WILMINGTON–“She reminds me of Mrs. Frizzle from the Magic School Bus,” says Paige Taylor, a student of Mrs. Cecelski’s Marine Science Academy at E.H. Ashley High School. Equipped with a license to drive a school bus, Mrs. Cecelski frequently takes her marine science and oceanography students on excursions outside of the classroom. Perhaps like the fictional science teacher Mrs. Frizzle, Mrs. Cecelski teaches her subject through experiential learning activities, engaging even teenagers.
“The more you expose a child to something, the more sense of love, sense of ownership, the more sense of connectedness they have with it,” Sandie Cecelski says. Having her students participate in a beach clean-up is just one of her many field trips.
Sandie Cecelski won the Pelican Award for exceptional dedication and leadership in coastal environmental education. The federation’s annual Pelican Award recognizes exemplary actions to protect or restore the coastal environment.

(What to do):
- 1) In the profile of the marine science teacher Sandie Cecelski, what award did she win?
- 2) Continue the profile of the marine science teacher Sandie Cecelski from its last sentence.

(Information provided):

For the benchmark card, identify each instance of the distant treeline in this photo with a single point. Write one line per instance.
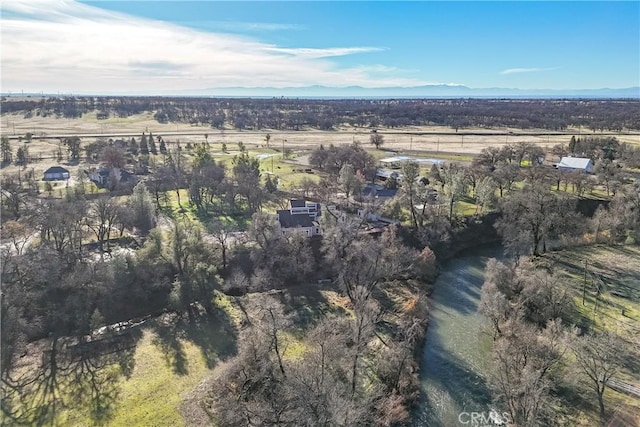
(296, 114)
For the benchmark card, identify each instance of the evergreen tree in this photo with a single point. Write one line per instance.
(144, 148)
(133, 146)
(163, 147)
(21, 156)
(152, 145)
(5, 148)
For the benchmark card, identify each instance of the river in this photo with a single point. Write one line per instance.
(457, 351)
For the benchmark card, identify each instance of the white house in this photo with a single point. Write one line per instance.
(575, 163)
(301, 217)
(56, 173)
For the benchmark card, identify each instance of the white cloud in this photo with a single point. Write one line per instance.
(62, 45)
(252, 26)
(526, 70)
(324, 52)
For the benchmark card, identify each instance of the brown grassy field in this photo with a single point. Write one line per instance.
(428, 138)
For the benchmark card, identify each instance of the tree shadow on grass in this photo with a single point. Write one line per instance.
(306, 304)
(76, 375)
(213, 334)
(170, 342)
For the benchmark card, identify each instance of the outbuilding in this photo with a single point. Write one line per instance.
(56, 173)
(575, 163)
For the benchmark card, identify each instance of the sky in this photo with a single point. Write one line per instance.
(171, 47)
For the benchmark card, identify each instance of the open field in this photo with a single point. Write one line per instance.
(616, 270)
(429, 138)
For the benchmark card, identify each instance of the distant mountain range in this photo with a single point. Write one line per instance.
(427, 91)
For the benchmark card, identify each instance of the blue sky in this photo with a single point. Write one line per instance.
(168, 46)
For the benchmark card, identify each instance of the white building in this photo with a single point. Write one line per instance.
(301, 217)
(575, 163)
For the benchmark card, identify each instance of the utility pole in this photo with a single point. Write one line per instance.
(584, 283)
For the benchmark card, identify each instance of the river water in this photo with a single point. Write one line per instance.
(456, 356)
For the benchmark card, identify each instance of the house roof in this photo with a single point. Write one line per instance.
(56, 169)
(574, 162)
(379, 191)
(297, 203)
(386, 173)
(291, 221)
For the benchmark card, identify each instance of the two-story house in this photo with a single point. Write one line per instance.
(301, 217)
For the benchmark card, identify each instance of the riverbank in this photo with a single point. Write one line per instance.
(457, 351)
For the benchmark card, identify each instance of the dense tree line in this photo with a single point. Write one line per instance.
(296, 114)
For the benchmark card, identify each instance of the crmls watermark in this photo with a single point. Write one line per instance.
(484, 419)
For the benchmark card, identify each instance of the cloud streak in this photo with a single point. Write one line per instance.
(526, 70)
(65, 46)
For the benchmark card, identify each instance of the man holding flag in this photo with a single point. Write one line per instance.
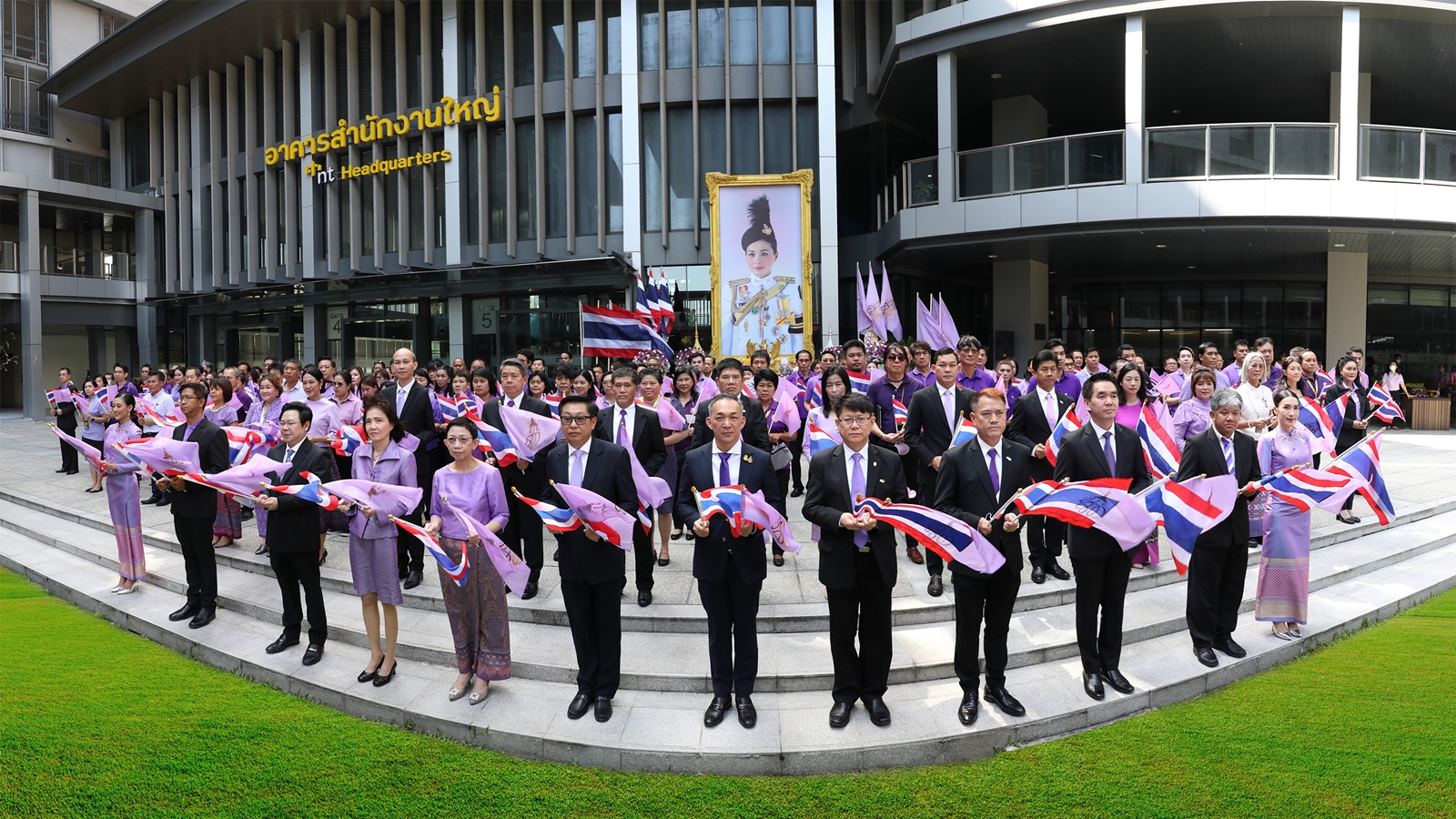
(976, 480)
(730, 569)
(1220, 555)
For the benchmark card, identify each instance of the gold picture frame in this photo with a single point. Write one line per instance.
(804, 178)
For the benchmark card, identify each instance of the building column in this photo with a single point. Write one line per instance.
(1346, 303)
(946, 113)
(827, 178)
(33, 378)
(1133, 99)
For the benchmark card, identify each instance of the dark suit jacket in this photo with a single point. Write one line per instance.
(211, 452)
(711, 554)
(1028, 428)
(754, 428)
(926, 433)
(966, 491)
(1203, 455)
(1081, 460)
(531, 480)
(647, 436)
(827, 497)
(295, 525)
(609, 474)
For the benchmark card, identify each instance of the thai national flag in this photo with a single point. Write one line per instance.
(944, 535)
(1363, 462)
(1067, 424)
(1190, 509)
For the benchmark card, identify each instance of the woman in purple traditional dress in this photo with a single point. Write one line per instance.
(123, 496)
(1283, 591)
(477, 611)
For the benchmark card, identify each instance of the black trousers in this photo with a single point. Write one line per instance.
(594, 612)
(1101, 588)
(293, 570)
(989, 596)
(200, 560)
(733, 632)
(1215, 592)
(864, 611)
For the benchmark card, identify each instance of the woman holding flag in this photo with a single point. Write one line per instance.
(123, 496)
(477, 610)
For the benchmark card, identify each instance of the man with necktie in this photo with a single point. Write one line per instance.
(976, 480)
(637, 429)
(730, 570)
(592, 570)
(1220, 555)
(856, 557)
(1101, 450)
(935, 414)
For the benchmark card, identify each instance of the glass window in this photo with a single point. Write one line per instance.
(710, 33)
(743, 33)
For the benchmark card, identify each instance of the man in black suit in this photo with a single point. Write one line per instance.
(976, 480)
(194, 508)
(730, 570)
(293, 548)
(1038, 411)
(728, 376)
(1101, 450)
(523, 532)
(640, 429)
(935, 413)
(417, 414)
(856, 559)
(592, 571)
(1220, 555)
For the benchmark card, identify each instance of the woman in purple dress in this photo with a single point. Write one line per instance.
(228, 525)
(1283, 591)
(477, 611)
(123, 496)
(373, 537)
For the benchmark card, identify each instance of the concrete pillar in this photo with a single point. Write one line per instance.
(1346, 303)
(946, 114)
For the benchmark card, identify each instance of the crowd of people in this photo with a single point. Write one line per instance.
(892, 433)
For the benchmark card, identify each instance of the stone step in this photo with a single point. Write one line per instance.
(788, 661)
(662, 731)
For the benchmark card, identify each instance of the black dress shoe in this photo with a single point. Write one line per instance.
(1117, 681)
(968, 710)
(878, 712)
(1005, 702)
(579, 707)
(717, 710)
(1232, 649)
(936, 586)
(747, 714)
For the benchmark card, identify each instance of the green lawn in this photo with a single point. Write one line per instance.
(98, 722)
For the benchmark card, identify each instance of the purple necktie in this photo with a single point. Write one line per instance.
(856, 487)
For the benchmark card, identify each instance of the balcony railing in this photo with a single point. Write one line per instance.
(1242, 150)
(1407, 155)
(89, 264)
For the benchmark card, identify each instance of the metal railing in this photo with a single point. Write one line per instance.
(1244, 150)
(1407, 155)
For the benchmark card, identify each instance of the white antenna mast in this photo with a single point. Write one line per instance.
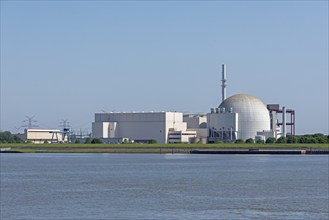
(224, 82)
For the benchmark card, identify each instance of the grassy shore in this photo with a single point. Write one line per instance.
(145, 148)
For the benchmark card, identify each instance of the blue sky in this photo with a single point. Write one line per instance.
(68, 60)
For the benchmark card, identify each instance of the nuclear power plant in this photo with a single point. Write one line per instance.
(240, 116)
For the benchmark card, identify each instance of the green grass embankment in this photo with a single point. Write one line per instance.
(145, 148)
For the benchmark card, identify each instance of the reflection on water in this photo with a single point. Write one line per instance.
(168, 186)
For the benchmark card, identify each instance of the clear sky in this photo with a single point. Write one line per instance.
(70, 59)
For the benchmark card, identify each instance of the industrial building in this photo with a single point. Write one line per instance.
(240, 116)
(243, 116)
(142, 127)
(40, 136)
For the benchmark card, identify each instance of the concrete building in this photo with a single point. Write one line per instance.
(197, 123)
(240, 116)
(164, 127)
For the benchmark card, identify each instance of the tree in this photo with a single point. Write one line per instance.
(270, 140)
(7, 137)
(250, 141)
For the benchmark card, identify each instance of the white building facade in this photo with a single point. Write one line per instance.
(140, 126)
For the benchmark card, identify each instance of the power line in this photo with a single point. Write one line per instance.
(30, 122)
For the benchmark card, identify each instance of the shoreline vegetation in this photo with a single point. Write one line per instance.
(149, 148)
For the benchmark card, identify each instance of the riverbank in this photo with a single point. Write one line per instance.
(151, 148)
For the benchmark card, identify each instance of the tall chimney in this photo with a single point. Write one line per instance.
(224, 82)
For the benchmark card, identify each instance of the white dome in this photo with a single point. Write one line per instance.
(253, 115)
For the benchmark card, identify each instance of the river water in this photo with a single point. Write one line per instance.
(164, 186)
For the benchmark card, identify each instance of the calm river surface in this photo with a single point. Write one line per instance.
(164, 186)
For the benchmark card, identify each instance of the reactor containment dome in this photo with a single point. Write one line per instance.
(253, 115)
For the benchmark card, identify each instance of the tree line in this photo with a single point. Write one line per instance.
(7, 137)
(317, 138)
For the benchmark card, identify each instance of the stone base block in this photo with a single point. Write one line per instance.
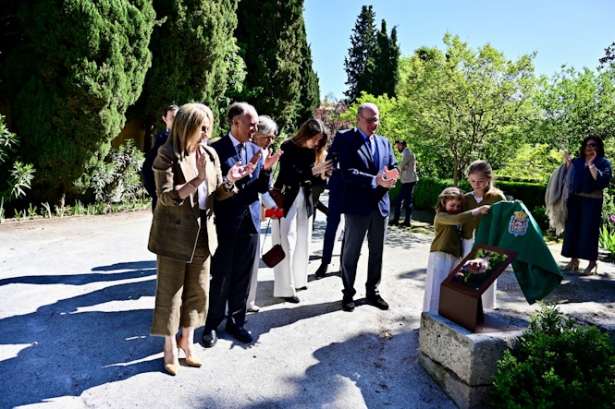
(460, 361)
(461, 393)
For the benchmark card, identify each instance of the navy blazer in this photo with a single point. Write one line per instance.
(230, 213)
(336, 181)
(358, 171)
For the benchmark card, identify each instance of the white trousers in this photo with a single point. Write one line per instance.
(439, 266)
(254, 278)
(294, 233)
(488, 297)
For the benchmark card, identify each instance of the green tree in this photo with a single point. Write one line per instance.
(15, 176)
(269, 33)
(381, 73)
(609, 57)
(465, 104)
(194, 55)
(362, 44)
(85, 64)
(576, 104)
(309, 92)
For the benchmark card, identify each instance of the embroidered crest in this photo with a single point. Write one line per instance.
(518, 223)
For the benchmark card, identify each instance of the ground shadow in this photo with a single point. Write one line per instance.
(139, 269)
(71, 345)
(382, 368)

(Results of the tasks):
- 1) The Pelican Award

- 2)
She is a National Board Certified Marine Science Teacher and holds a Masters in Marine Science Education. She has been teaching for 27 years in New Hanover County high schools. She even has a waiting list for her classes. What makes Sandie Cecelski an exceptional educator, however, is her earnest devotion to teaching about the ocean.
“I feel that we need to develop the next generation of ocean scientists. We are at such critical tipping points right now with global climate change, ocean acidification—I teach all of that stuff. If we are not fostering that, we are a sinking ship. It doesn’t matter how much calculus they know,” says Cecelski.
Next to the wall with the painted shrimp is the door to Mrs. Cecelski’s classroom. The room is alive with pinfish, blue crab, anchovies, hermit crabs, spadefish, yellow-bellied sliders, and flounder living within 14 aquariums and tanks. There are ocean maps and marine life posters, a giant marlin and foam shark mounted to the blue walls, and papier-mâché starfish and sea turtles among the many sea-themed knick-knacks lining the tops of her bookshelves.
“I’m a hands-on person,” says Cecelski. “I love to read, but if I have to learn a new program I’m much better if I can manipulate it or be shown how to do it.” Applying her preferred style of learning, she is able to break through to her teenage students with hands-on learning activities.
As student Gray Wilson will tell: “You get to learn more. It’s more interesting and easier to stay engaged.”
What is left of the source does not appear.